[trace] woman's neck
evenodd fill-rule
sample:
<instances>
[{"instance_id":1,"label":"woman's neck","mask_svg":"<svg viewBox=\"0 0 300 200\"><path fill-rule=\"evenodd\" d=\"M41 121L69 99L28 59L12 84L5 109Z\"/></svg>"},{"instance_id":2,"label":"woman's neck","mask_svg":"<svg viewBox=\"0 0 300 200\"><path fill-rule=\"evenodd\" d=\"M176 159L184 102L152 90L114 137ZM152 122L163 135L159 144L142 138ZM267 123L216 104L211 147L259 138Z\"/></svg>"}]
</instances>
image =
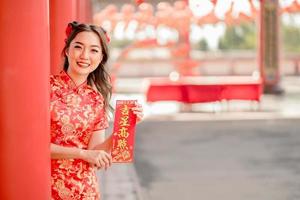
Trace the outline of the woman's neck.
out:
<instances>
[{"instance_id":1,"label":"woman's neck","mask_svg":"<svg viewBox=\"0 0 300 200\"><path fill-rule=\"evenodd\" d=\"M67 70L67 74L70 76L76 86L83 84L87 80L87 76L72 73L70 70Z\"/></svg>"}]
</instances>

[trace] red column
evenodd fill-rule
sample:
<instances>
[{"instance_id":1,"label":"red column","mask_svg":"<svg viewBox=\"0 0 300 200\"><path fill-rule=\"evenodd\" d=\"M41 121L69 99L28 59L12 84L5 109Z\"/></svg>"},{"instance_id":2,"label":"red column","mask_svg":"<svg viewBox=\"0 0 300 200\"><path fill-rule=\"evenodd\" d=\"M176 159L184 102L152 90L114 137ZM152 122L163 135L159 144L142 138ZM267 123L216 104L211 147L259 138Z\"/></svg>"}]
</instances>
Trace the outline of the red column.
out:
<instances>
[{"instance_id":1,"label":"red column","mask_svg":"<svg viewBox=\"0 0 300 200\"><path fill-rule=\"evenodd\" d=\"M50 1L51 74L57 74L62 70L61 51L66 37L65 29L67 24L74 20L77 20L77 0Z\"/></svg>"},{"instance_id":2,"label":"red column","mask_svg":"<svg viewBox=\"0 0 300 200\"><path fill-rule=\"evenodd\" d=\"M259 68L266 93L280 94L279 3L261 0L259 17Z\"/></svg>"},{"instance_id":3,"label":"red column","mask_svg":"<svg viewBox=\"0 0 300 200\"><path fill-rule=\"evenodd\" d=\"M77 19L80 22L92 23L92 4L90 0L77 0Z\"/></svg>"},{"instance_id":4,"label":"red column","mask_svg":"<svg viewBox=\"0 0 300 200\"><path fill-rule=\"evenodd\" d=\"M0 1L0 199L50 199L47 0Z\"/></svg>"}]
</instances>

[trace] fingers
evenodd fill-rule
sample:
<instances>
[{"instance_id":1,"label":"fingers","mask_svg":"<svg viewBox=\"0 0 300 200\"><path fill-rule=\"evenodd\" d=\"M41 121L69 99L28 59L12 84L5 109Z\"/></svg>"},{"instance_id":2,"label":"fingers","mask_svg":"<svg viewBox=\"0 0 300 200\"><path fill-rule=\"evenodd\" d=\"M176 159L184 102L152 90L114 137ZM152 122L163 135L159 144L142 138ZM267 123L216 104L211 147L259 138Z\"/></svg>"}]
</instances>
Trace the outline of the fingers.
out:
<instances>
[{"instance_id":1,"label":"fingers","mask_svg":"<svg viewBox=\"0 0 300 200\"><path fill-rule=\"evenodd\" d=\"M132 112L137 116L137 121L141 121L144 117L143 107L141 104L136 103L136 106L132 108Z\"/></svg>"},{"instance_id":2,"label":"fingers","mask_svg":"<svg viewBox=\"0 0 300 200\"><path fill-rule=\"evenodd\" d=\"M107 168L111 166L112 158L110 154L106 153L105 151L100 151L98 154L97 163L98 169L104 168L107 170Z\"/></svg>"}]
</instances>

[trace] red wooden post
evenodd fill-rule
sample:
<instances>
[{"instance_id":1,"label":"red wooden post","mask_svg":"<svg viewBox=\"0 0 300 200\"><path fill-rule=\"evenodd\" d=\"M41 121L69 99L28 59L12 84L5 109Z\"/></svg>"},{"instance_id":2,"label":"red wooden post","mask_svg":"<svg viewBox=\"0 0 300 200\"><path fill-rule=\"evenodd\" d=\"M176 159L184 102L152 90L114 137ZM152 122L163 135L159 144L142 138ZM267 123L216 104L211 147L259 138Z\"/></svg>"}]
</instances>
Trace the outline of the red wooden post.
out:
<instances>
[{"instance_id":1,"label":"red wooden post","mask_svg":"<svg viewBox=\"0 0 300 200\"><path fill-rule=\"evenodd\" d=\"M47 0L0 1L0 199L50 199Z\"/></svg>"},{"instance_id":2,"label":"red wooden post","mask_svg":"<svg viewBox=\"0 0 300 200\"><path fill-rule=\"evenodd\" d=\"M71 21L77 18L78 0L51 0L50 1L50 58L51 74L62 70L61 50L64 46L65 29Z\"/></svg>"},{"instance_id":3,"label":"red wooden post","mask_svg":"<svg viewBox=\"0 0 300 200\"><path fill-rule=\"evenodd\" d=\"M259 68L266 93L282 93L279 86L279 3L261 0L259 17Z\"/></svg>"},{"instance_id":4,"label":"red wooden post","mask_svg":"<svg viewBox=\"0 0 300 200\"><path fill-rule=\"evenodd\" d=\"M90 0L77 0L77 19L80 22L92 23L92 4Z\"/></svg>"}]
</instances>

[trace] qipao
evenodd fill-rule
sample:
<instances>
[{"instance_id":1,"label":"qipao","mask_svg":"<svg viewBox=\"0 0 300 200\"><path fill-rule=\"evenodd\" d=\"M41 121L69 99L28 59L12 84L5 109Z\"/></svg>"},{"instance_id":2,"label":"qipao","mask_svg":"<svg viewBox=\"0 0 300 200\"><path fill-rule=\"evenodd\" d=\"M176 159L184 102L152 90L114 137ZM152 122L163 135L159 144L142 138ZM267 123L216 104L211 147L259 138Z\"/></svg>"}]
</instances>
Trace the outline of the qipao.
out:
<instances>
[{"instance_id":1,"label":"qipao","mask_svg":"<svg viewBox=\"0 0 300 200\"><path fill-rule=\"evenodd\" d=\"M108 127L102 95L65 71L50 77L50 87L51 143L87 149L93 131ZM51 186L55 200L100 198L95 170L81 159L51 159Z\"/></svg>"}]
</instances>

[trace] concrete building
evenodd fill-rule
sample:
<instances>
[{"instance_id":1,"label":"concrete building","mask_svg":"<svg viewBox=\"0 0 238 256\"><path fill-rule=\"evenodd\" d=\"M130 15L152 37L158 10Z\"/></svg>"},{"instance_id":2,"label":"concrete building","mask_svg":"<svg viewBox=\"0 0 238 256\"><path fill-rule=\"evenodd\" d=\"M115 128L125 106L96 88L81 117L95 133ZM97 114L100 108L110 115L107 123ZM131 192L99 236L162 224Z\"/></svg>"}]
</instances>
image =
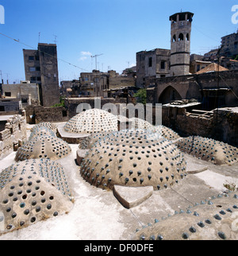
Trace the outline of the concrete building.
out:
────────────────
◆ Objective
Except for the pictures, copy every line of the records above exactly.

◆ Correct result
[trace] woman's neck
evenodd fill-rule
sample:
<instances>
[{"instance_id":1,"label":"woman's neck","mask_svg":"<svg viewBox=\"0 0 300 200\"><path fill-rule=\"evenodd\" d=\"M41 121L69 99L28 59L12 84L5 109Z\"/></svg>"},{"instance_id":2,"label":"woman's neck","mask_svg":"<svg viewBox=\"0 0 300 200\"><path fill-rule=\"evenodd\" d=\"M176 159L184 102L152 90L114 137ZM152 122L163 135L159 144L142 138ZM267 123L216 104L211 147L259 138Z\"/></svg>"}]
</instances>
image =
Trace the outline of the woman's neck.
out:
<instances>
[{"instance_id":1,"label":"woman's neck","mask_svg":"<svg viewBox=\"0 0 300 200\"><path fill-rule=\"evenodd\" d=\"M67 70L67 74L70 76L76 86L83 84L87 80L87 76L72 73L70 70Z\"/></svg>"}]
</instances>

[trace] red column
evenodd fill-rule
sample:
<instances>
[{"instance_id":1,"label":"red column","mask_svg":"<svg viewBox=\"0 0 300 200\"><path fill-rule=\"evenodd\" d=\"M41 121L69 99L28 59L12 84L5 109Z\"/></svg>"},{"instance_id":2,"label":"red column","mask_svg":"<svg viewBox=\"0 0 300 200\"><path fill-rule=\"evenodd\" d=\"M176 159L184 102L152 90L114 137ZM152 122L163 135L159 144L142 138ZM267 123L216 104L211 147L259 138Z\"/></svg>"}]
</instances>
Trace the outline of the red column.
out:
<instances>
[{"instance_id":1,"label":"red column","mask_svg":"<svg viewBox=\"0 0 300 200\"><path fill-rule=\"evenodd\" d=\"M50 1L51 74L57 74L62 70L61 51L66 37L65 29L67 24L74 20L77 20L77 0Z\"/></svg>"},{"instance_id":2,"label":"red column","mask_svg":"<svg viewBox=\"0 0 300 200\"><path fill-rule=\"evenodd\" d=\"M259 68L266 93L280 94L279 3L261 0L259 17Z\"/></svg>"},{"instance_id":3,"label":"red column","mask_svg":"<svg viewBox=\"0 0 300 200\"><path fill-rule=\"evenodd\" d=\"M77 19L80 22L92 23L92 4L90 0L77 0Z\"/></svg>"},{"instance_id":4,"label":"red column","mask_svg":"<svg viewBox=\"0 0 300 200\"><path fill-rule=\"evenodd\" d=\"M0 1L0 199L50 199L47 0Z\"/></svg>"}]
</instances>

[trace] fingers
evenodd fill-rule
sample:
<instances>
[{"instance_id":1,"label":"fingers","mask_svg":"<svg viewBox=\"0 0 300 200\"><path fill-rule=\"evenodd\" d=\"M41 121L69 99L28 59L12 84L5 109Z\"/></svg>"},{"instance_id":2,"label":"fingers","mask_svg":"<svg viewBox=\"0 0 300 200\"><path fill-rule=\"evenodd\" d=\"M176 159L184 102L152 90L114 137ZM152 122L163 135L159 144L142 138ZM267 123L216 104L211 147L259 138Z\"/></svg>"}]
</instances>
Trace the outline of the fingers.
out:
<instances>
[{"instance_id":1,"label":"fingers","mask_svg":"<svg viewBox=\"0 0 300 200\"><path fill-rule=\"evenodd\" d=\"M132 112L137 116L137 121L141 121L144 117L143 107L141 104L136 103L136 106L132 108Z\"/></svg>"},{"instance_id":2,"label":"fingers","mask_svg":"<svg viewBox=\"0 0 300 200\"><path fill-rule=\"evenodd\" d=\"M107 168L111 166L112 158L110 154L106 153L105 151L100 151L98 154L97 163L98 169L104 168L107 170Z\"/></svg>"}]
</instances>

[trace] red wooden post
evenodd fill-rule
sample:
<instances>
[{"instance_id":1,"label":"red wooden post","mask_svg":"<svg viewBox=\"0 0 300 200\"><path fill-rule=\"evenodd\" d=\"M41 121L69 99L28 59L12 84L5 109Z\"/></svg>"},{"instance_id":2,"label":"red wooden post","mask_svg":"<svg viewBox=\"0 0 300 200\"><path fill-rule=\"evenodd\" d=\"M176 159L184 102L152 90L114 137ZM152 122L163 135L159 144L142 138ZM267 123L216 104L211 147L259 138Z\"/></svg>"}]
</instances>
Trace the outline of the red wooden post.
out:
<instances>
[{"instance_id":1,"label":"red wooden post","mask_svg":"<svg viewBox=\"0 0 300 200\"><path fill-rule=\"evenodd\" d=\"M47 0L0 1L0 199L50 199Z\"/></svg>"},{"instance_id":2,"label":"red wooden post","mask_svg":"<svg viewBox=\"0 0 300 200\"><path fill-rule=\"evenodd\" d=\"M71 21L77 18L78 0L51 0L50 1L50 58L51 74L62 70L61 50L64 46L65 29Z\"/></svg>"},{"instance_id":3,"label":"red wooden post","mask_svg":"<svg viewBox=\"0 0 300 200\"><path fill-rule=\"evenodd\" d=\"M259 68L266 93L282 93L279 86L279 3L261 0L259 17Z\"/></svg>"},{"instance_id":4,"label":"red wooden post","mask_svg":"<svg viewBox=\"0 0 300 200\"><path fill-rule=\"evenodd\" d=\"M90 0L77 0L77 19L80 22L92 23L92 4Z\"/></svg>"}]
</instances>

[trace] qipao
evenodd fill-rule
sample:
<instances>
[{"instance_id":1,"label":"qipao","mask_svg":"<svg viewBox=\"0 0 300 200\"><path fill-rule=\"evenodd\" d=\"M41 121L69 99L28 59L12 84L5 109Z\"/></svg>"},{"instance_id":2,"label":"qipao","mask_svg":"<svg viewBox=\"0 0 300 200\"><path fill-rule=\"evenodd\" d=\"M176 159L184 102L152 90L114 137ZM152 122L163 135L159 144L142 138ZM267 123L216 104L211 147L259 138Z\"/></svg>"}]
</instances>
Trace the outline of the qipao.
out:
<instances>
[{"instance_id":1,"label":"qipao","mask_svg":"<svg viewBox=\"0 0 300 200\"><path fill-rule=\"evenodd\" d=\"M108 127L102 95L65 71L50 77L50 87L51 143L87 149L93 131ZM51 186L55 200L100 198L95 170L81 159L51 159Z\"/></svg>"}]
</instances>

[trace] concrete building
evenodd fill-rule
sample:
<instances>
[{"instance_id":1,"label":"concrete building","mask_svg":"<svg viewBox=\"0 0 238 256\"><path fill-rule=\"evenodd\" d=\"M130 15L152 37L158 10Z\"/></svg>"},{"instance_id":2,"label":"concrete building","mask_svg":"<svg viewBox=\"0 0 238 256\"><path fill-rule=\"evenodd\" d=\"M115 128L125 106L96 88L81 117L95 133ZM97 114L100 108L110 115L107 123ZM131 192L99 236L162 224Z\"/></svg>"}]
</instances>
image =
Trace the outline of the concrete building.
out:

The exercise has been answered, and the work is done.